───── RECORD EXTRACTS ─────

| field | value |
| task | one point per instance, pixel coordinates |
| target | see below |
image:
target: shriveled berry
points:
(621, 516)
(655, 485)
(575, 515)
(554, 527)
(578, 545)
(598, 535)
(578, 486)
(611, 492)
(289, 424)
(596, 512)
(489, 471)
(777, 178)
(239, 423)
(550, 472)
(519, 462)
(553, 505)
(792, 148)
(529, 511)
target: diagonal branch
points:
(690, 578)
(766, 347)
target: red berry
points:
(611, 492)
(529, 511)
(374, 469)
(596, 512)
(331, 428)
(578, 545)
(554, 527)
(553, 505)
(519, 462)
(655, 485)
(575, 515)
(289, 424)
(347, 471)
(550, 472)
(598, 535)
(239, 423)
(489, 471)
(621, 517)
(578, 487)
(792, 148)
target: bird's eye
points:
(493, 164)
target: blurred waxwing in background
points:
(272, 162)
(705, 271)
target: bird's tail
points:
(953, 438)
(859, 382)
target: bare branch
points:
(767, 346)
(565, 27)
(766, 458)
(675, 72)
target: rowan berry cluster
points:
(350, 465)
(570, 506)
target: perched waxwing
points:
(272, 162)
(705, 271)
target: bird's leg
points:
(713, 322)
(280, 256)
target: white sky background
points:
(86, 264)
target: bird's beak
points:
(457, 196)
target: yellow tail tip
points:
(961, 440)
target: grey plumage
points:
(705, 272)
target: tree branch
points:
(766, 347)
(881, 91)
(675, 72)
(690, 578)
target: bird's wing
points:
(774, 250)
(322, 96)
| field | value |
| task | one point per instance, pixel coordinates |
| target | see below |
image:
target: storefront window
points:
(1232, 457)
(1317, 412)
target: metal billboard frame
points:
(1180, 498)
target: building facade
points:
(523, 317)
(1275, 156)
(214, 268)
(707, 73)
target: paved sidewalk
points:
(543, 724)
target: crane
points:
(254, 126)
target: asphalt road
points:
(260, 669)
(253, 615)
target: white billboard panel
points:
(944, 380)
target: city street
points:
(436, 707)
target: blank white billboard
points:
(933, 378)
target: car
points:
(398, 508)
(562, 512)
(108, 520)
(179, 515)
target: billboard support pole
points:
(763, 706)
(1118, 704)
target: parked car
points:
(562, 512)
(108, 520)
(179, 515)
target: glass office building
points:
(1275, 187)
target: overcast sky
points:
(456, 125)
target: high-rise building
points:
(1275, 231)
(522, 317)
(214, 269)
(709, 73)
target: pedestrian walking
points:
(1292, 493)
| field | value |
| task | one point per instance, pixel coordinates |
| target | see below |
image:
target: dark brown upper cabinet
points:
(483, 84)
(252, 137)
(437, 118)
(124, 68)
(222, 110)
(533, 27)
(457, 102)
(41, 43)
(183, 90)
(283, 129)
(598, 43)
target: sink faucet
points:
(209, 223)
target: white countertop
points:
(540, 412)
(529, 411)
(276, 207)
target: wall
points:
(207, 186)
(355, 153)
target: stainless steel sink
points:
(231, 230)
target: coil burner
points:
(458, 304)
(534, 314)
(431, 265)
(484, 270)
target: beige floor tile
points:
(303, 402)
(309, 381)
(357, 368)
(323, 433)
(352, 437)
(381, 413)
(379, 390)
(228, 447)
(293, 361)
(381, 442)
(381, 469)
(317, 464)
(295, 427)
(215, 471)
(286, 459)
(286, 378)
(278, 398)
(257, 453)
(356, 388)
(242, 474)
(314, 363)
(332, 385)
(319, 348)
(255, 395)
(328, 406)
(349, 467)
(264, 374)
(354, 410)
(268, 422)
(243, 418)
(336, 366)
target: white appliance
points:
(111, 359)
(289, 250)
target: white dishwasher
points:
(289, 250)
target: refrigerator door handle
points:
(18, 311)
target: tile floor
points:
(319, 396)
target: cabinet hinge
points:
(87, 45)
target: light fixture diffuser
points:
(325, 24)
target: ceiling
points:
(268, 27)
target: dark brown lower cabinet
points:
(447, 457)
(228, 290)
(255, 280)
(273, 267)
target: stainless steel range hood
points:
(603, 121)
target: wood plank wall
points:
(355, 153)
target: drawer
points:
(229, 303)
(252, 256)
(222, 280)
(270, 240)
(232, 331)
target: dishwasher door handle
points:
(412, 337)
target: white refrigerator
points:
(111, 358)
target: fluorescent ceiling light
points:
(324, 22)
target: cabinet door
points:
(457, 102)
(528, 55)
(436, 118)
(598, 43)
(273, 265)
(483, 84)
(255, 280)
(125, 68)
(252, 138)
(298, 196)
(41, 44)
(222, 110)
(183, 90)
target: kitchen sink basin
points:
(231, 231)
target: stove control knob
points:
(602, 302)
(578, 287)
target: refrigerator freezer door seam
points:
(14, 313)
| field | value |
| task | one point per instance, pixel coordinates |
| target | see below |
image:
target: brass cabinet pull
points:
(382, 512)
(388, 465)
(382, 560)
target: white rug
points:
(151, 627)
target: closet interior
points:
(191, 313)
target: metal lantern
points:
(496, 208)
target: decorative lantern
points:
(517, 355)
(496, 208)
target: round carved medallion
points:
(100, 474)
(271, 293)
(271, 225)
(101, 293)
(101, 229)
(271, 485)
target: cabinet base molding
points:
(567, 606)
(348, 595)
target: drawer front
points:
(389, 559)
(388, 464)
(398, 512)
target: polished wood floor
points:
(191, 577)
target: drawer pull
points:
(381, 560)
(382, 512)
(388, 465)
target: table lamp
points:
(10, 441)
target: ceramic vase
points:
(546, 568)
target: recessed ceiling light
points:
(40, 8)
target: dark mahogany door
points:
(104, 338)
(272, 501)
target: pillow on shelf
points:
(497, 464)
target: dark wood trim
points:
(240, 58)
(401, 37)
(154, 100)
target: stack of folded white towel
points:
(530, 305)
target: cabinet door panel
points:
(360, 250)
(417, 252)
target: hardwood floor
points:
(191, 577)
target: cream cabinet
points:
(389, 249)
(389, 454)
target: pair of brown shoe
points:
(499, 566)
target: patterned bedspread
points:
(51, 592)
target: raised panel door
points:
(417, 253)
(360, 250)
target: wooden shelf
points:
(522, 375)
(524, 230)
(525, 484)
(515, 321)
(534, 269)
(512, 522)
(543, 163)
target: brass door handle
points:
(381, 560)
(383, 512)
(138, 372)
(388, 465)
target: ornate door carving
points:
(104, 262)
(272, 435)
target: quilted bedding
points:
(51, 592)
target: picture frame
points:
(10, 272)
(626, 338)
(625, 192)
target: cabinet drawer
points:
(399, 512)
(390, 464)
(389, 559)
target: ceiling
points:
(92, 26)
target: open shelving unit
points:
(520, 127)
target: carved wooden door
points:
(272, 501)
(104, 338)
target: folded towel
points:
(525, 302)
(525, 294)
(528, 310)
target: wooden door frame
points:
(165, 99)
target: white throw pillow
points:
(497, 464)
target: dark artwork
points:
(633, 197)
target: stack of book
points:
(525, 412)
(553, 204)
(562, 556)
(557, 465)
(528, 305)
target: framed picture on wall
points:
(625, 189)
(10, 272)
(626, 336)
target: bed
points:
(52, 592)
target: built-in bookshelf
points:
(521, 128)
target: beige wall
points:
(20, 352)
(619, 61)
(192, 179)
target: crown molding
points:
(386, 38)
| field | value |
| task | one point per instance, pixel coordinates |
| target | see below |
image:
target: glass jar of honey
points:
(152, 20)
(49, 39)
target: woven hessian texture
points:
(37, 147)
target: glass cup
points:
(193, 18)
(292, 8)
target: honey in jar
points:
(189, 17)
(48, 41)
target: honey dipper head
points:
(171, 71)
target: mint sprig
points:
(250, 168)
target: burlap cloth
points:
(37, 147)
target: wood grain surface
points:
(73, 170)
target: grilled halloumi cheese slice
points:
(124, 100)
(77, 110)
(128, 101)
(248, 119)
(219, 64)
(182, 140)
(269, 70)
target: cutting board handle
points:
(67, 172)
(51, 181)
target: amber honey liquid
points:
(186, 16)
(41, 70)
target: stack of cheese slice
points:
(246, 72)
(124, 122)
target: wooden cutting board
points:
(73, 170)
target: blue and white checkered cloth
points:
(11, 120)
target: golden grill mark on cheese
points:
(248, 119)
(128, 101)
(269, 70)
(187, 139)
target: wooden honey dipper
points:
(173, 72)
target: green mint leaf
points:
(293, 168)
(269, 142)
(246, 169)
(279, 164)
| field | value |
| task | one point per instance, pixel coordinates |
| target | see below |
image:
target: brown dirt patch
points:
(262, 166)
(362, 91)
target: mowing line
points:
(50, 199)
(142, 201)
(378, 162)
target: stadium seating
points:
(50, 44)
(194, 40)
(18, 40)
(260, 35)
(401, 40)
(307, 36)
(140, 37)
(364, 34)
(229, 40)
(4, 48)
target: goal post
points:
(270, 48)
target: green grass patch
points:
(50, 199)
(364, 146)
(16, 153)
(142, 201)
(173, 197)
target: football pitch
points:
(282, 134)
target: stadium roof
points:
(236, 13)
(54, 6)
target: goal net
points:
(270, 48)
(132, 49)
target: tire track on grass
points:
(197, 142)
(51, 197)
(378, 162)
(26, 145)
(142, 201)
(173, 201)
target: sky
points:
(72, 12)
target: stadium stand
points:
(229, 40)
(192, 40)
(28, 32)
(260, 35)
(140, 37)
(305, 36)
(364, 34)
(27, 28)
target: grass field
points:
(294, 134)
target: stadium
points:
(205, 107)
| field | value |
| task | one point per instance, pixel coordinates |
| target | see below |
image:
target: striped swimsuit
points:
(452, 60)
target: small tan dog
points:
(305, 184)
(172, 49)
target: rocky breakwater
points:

─────

*WORK TASK*: Looking at the records above, return exactly the lines from the line with "target: ceramic vase" to the line with "target: cream cabinet", both ends included.

*SOLUTION*:
target: ceramic vase
points:
(546, 568)
target: recessed ceiling light
points:
(40, 8)
target: dark mahogany door
points:
(104, 338)
(272, 501)
target: pillow on shelf
points:
(497, 464)
target: dark wood trim
points:
(240, 58)
(401, 37)
(154, 100)
target: stack of folded white towel
points:
(530, 305)
target: cabinet door panel
points:
(360, 250)
(417, 252)
target: hardwood floor
points:
(191, 577)
target: cream cabinet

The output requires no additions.